### Exercise prompt
All lines from the one with "head of the left person" through the close of the records below are to be set down exactly, and no others.

### Given records
........

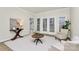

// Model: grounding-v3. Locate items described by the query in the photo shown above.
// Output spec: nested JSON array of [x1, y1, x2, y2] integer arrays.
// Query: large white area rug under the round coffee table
[[5, 35, 59, 51]]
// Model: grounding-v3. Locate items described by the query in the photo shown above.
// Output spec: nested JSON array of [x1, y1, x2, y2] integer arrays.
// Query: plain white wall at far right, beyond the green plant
[[71, 7, 79, 40]]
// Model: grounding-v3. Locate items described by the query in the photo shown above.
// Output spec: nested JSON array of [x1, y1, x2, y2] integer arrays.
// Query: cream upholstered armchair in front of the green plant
[[55, 29, 68, 41]]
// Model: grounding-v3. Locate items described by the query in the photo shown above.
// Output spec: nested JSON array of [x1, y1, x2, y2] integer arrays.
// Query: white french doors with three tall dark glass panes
[[37, 17, 55, 34]]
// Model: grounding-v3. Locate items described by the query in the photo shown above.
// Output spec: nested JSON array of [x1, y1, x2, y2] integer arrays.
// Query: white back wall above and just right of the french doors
[[35, 8, 70, 32]]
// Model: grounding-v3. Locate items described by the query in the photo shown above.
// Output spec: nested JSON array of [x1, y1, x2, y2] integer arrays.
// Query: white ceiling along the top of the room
[[20, 7, 64, 13]]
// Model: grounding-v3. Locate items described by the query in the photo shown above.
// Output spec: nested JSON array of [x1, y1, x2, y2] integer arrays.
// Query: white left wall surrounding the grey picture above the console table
[[0, 7, 33, 40]]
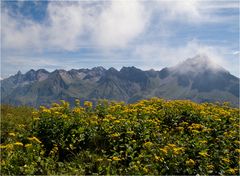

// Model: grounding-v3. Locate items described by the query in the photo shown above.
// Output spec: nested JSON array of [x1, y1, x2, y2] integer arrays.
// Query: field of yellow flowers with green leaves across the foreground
[[0, 98, 240, 175]]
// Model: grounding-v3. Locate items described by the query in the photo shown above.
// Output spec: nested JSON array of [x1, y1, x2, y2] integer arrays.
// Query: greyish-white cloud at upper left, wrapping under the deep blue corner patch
[[2, 2, 86, 50]]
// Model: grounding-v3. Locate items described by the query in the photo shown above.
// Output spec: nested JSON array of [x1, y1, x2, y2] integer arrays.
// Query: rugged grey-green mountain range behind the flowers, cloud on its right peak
[[1, 55, 239, 107]]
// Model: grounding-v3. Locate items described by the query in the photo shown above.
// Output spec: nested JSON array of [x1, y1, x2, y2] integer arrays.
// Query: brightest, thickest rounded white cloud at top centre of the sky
[[94, 0, 148, 48]]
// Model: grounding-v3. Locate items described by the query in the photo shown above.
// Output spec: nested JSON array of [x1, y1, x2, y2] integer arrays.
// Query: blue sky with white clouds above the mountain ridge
[[0, 0, 240, 79]]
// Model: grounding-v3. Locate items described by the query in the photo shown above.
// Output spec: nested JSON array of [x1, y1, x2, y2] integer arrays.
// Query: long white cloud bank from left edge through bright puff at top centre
[[2, 0, 148, 51]]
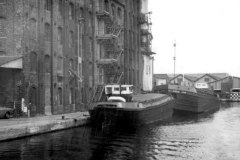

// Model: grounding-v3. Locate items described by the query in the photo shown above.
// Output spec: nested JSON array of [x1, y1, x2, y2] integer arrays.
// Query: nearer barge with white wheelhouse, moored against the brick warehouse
[[89, 85, 173, 126]]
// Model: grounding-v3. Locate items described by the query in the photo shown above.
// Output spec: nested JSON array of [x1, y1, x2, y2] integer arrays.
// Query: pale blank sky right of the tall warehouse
[[148, 0, 240, 77]]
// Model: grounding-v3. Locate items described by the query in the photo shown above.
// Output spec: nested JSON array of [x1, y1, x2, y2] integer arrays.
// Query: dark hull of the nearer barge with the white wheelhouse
[[89, 100, 174, 127]]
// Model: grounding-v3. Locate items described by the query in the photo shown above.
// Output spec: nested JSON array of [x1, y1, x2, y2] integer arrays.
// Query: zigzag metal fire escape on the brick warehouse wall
[[91, 6, 124, 102]]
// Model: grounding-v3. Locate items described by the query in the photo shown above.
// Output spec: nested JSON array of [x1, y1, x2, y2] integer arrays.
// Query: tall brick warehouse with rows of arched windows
[[0, 0, 150, 116]]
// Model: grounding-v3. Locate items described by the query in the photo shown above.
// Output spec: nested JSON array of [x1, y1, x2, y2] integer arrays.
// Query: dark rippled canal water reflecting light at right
[[0, 103, 240, 160]]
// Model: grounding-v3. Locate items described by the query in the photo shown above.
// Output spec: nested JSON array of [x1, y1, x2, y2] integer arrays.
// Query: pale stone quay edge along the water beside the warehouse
[[0, 112, 89, 141]]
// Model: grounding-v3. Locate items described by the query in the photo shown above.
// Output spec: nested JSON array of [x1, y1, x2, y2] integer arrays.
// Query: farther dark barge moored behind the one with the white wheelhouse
[[154, 84, 220, 113]]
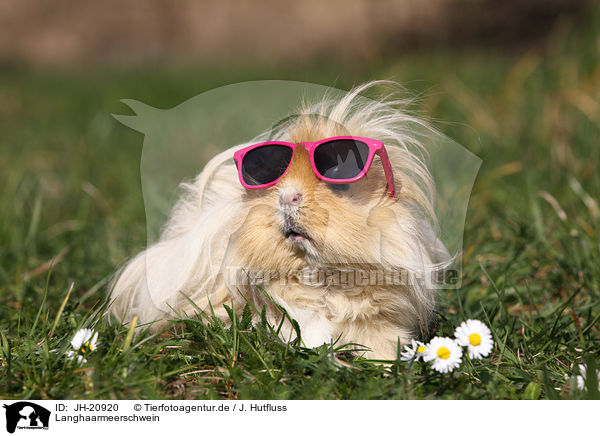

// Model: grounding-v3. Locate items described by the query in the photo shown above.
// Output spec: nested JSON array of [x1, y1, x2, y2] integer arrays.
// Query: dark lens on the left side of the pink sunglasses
[[242, 144, 293, 185]]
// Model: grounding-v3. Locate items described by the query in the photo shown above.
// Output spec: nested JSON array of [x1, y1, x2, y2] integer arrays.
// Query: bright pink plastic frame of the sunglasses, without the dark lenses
[[233, 136, 396, 198]]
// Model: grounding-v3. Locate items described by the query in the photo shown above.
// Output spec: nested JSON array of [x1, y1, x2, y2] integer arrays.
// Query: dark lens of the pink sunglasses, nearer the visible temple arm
[[315, 139, 369, 179]]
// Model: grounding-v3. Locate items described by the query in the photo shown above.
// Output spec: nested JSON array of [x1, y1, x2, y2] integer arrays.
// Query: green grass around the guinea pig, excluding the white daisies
[[0, 11, 600, 399]]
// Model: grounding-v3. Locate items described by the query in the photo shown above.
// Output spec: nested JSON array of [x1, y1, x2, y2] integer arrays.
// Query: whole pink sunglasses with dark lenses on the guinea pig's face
[[233, 136, 396, 198]]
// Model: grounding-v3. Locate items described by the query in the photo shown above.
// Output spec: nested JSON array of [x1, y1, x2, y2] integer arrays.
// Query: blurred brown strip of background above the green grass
[[0, 0, 589, 67]]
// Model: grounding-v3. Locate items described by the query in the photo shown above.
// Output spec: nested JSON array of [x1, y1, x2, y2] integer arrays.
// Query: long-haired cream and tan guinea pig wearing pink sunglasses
[[110, 83, 449, 359]]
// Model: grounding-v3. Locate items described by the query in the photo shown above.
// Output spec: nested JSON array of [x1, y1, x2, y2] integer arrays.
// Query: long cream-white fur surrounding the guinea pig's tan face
[[110, 82, 450, 358]]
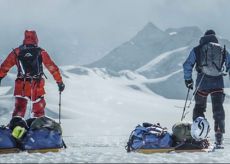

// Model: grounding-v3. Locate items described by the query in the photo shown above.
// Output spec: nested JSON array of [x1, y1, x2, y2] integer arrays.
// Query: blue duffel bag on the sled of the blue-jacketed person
[[126, 123, 173, 152]]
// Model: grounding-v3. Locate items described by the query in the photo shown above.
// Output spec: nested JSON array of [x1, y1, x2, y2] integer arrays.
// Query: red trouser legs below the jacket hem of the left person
[[12, 97, 46, 117]]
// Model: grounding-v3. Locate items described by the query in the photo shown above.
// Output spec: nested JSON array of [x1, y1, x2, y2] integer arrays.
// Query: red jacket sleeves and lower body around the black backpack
[[0, 48, 62, 100]]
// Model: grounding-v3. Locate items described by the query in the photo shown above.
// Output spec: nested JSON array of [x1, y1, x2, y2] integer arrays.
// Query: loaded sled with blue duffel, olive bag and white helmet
[[125, 119, 215, 154]]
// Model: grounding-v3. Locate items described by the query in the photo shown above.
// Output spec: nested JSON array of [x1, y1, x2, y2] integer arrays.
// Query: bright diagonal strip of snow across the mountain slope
[[136, 46, 188, 72]]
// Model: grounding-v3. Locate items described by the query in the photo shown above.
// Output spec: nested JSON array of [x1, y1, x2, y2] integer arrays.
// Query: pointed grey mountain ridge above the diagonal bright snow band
[[86, 23, 202, 71]]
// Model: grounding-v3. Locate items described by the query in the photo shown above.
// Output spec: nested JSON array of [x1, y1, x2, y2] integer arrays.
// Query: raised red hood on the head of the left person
[[23, 30, 38, 46]]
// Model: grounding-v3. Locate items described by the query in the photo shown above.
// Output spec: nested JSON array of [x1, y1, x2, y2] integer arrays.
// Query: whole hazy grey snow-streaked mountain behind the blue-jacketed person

........

### Answer for this exercise
// Query: raised red hood on the head of the left person
[[23, 30, 38, 46]]
// Model: grounding-v3. Locate items described by the query in the photo shown above.
// Output spec: nested JSON array of [x1, y1, x2, y2] integer arrays.
// Query: whole hazy grey snow-streaked mountain behind the blue-jacketed person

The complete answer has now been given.